§ Task description: Begin at the line with "Exercise. Point out the flamingo in" and set down each line exactly until the listing ends. Images stay out.

[Records to use — start]

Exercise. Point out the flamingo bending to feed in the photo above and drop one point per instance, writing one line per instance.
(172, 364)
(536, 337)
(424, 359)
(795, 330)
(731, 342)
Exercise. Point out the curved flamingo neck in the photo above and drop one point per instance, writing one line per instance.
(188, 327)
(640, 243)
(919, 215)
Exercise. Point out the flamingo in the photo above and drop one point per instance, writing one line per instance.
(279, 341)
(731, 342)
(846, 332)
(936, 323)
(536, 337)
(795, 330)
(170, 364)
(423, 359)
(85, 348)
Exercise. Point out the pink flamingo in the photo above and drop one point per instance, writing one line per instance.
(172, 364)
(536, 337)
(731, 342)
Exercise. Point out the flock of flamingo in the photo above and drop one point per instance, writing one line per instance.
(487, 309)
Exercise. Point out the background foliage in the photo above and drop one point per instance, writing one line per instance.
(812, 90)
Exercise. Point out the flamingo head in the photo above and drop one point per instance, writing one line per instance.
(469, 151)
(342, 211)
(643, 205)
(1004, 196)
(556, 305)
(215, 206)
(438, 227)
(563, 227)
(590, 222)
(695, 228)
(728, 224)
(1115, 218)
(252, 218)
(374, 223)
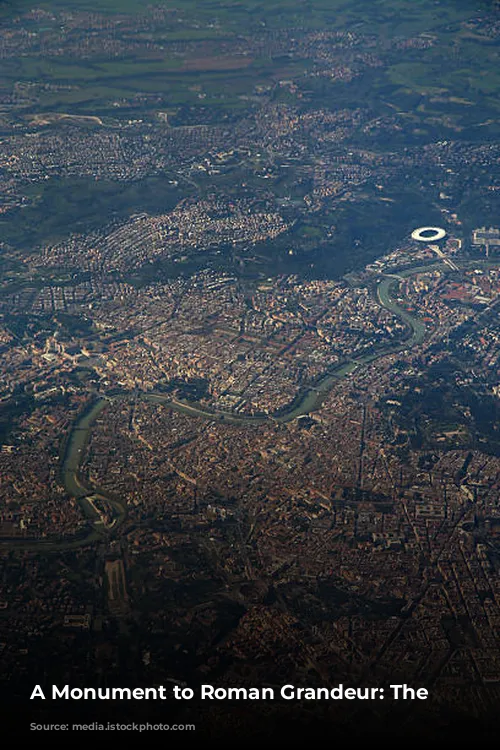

[Records to use — finish]

§ Task output:
Exercise. Point out the flamingo in the photo above and drop one point per instance, writing one line per instance.
(279, 341)
(731, 342)
(846, 332)
(936, 323)
(536, 337)
(795, 330)
(170, 364)
(423, 359)
(85, 348)
Exercise. Point out the pink flamingo in the photo above and drop one point per instance, writing one line per instance.
(172, 364)
(536, 337)
(731, 342)
Exercise. Point out the flock of flamingo in the photo above and drop one point per instance, writing one line per instance.
(487, 309)
Exercise. Point out the background foliage in the photo above and drop one point per instance, writing one line per instance.
(812, 90)
Exercise. Point out the flamingo head in the photo above and drop one point per instance, writing one line per instance.
(469, 151)
(342, 211)
(643, 205)
(1004, 196)
(556, 305)
(215, 206)
(438, 227)
(563, 227)
(590, 222)
(695, 228)
(728, 224)
(1115, 218)
(252, 218)
(374, 223)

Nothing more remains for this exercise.